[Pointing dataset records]
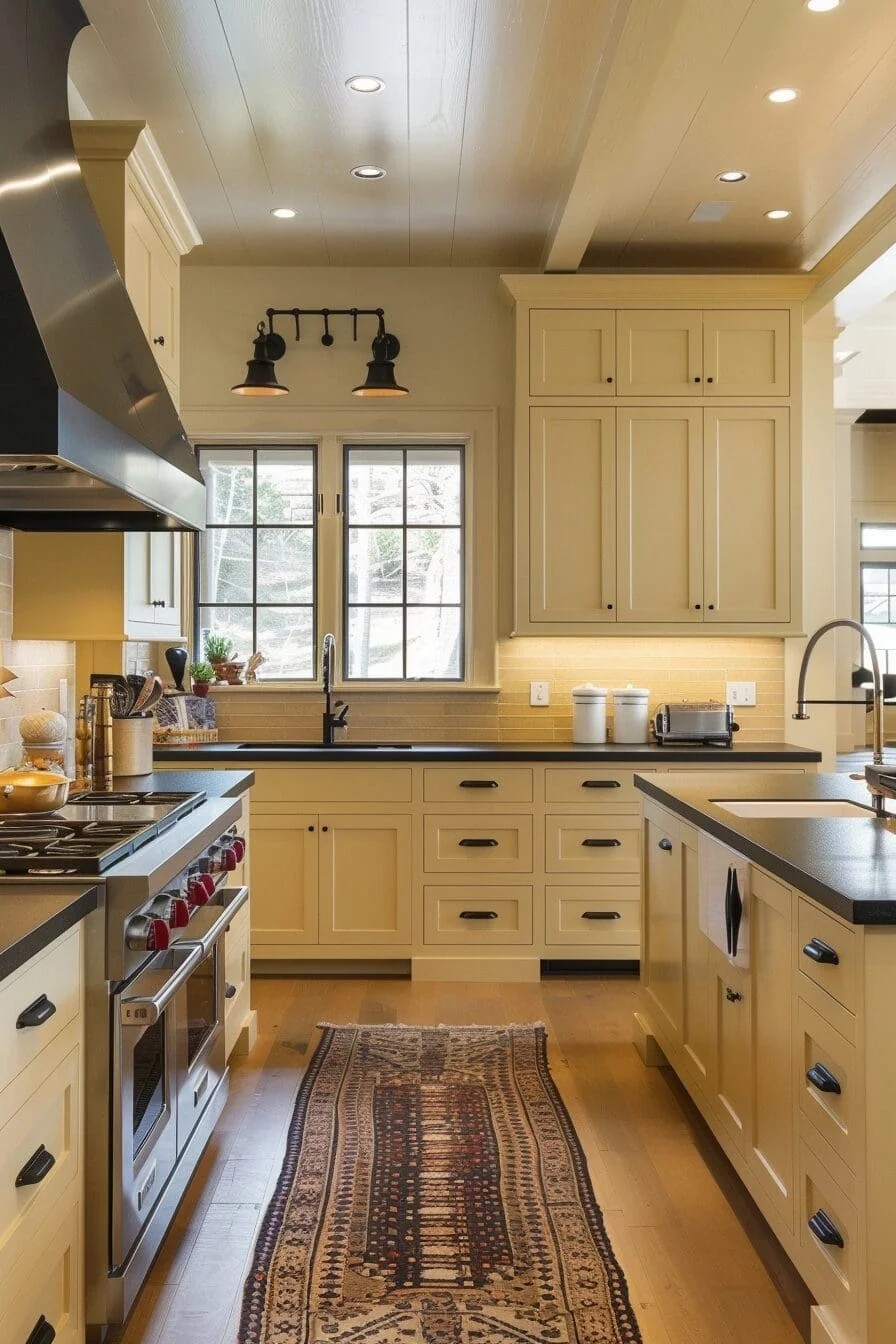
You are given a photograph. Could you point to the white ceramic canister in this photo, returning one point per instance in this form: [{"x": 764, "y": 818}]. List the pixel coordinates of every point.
[
  {"x": 589, "y": 712},
  {"x": 630, "y": 714}
]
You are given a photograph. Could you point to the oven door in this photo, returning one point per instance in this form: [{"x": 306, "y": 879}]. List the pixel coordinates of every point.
[
  {"x": 144, "y": 1092},
  {"x": 200, "y": 1011}
]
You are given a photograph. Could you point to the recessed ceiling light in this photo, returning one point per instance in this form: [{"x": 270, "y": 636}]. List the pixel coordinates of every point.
[{"x": 364, "y": 84}]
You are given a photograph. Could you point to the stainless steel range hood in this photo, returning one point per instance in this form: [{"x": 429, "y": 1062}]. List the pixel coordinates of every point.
[{"x": 89, "y": 434}]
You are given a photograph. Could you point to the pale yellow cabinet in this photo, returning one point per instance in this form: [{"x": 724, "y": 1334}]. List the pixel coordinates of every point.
[
  {"x": 572, "y": 532},
  {"x": 572, "y": 352}
]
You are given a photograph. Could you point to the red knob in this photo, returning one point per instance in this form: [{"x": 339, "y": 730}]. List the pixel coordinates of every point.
[
  {"x": 157, "y": 937},
  {"x": 179, "y": 913}
]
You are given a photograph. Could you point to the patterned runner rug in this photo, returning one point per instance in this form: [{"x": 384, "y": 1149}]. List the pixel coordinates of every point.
[{"x": 434, "y": 1192}]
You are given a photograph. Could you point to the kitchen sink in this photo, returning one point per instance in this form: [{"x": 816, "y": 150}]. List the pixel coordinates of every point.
[{"x": 794, "y": 808}]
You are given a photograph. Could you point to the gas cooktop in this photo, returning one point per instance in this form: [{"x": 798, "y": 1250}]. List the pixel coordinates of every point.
[{"x": 90, "y": 833}]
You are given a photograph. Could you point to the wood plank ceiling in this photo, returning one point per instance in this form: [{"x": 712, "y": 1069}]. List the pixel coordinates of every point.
[{"x": 556, "y": 133}]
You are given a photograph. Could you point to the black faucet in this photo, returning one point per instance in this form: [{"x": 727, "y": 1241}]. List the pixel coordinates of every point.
[{"x": 331, "y": 721}]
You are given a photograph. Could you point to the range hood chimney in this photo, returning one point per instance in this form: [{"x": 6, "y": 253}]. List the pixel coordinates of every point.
[{"x": 89, "y": 434}]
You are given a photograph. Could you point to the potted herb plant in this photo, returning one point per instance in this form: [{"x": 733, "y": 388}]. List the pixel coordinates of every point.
[{"x": 200, "y": 675}]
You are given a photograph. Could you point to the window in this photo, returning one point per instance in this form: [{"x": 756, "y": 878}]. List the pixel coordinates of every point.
[
  {"x": 255, "y": 561},
  {"x": 366, "y": 539}
]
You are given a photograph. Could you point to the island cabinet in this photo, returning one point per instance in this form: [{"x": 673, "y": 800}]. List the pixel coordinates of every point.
[
  {"x": 42, "y": 1186},
  {"x": 787, "y": 1051},
  {"x": 657, "y": 454}
]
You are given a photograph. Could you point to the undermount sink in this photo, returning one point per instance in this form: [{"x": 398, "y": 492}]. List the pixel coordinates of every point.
[{"x": 794, "y": 808}]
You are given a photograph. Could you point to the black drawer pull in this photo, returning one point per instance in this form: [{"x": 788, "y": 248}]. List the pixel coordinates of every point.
[
  {"x": 821, "y": 952},
  {"x": 822, "y": 1227},
  {"x": 42, "y": 1333},
  {"x": 38, "y": 1165},
  {"x": 824, "y": 1079},
  {"x": 35, "y": 1014}
]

What you are asked to do
Write out again the lines from the one containing "You are given a photograph. Could you point to the wood" through the end of the items, substituting "dark" for "black" and leaving everything else unchanged.

Exercise output
You are given a photograph. Could you point to the wood plank ceiling in this photo, returning one point per instance in this form: [{"x": 712, "y": 1069}]. List the pixel coordinates of every point.
[{"x": 556, "y": 133}]
You are given a photograph. Could you point to the dark faucet in this photo, returning one point per instance in this form: [{"x": 727, "y": 1241}]. List the pixel coordinates of every point.
[{"x": 331, "y": 721}]
You are given a photograph. Could you point to the range hood chimney in this photo, returning one point per instance in this form: [{"x": 6, "y": 253}]. List the pixel coordinates of every point.
[{"x": 89, "y": 434}]
You are given a photograph. Could you point to the potted herb plant in this photo, returning one point per instance in this form: [{"x": 733, "y": 388}]. List the pixel coordinates of every point.
[{"x": 200, "y": 675}]
You are given a photograph. Could you point to the window in this photo, returning one point per instance in this form: [{"x": 756, "y": 878}]. List the pixel coordinates of every point.
[
  {"x": 255, "y": 561},
  {"x": 366, "y": 539}
]
You are given a photograph. Could you point to the island cabinet in this photo, returning one point per instance in this form: [{"x": 673, "y": 800}]. List the pixel coordinates of every point.
[
  {"x": 42, "y": 1186},
  {"x": 787, "y": 1051},
  {"x": 657, "y": 454}
]
You are given a photograph. Could you point to the undermount sink in this photo, returning one point per instance in this form: [{"x": 398, "y": 492}]. List the pixel coordinates of every point.
[{"x": 794, "y": 808}]
You are given a photograph. Could you point to the dark drawer pull in this photo, returning one point per instance in this form: [{"x": 788, "y": 248}]. List the pixel coordinates of every point.
[
  {"x": 821, "y": 952},
  {"x": 822, "y": 1227},
  {"x": 42, "y": 1333},
  {"x": 38, "y": 1165},
  {"x": 824, "y": 1079},
  {"x": 35, "y": 1014}
]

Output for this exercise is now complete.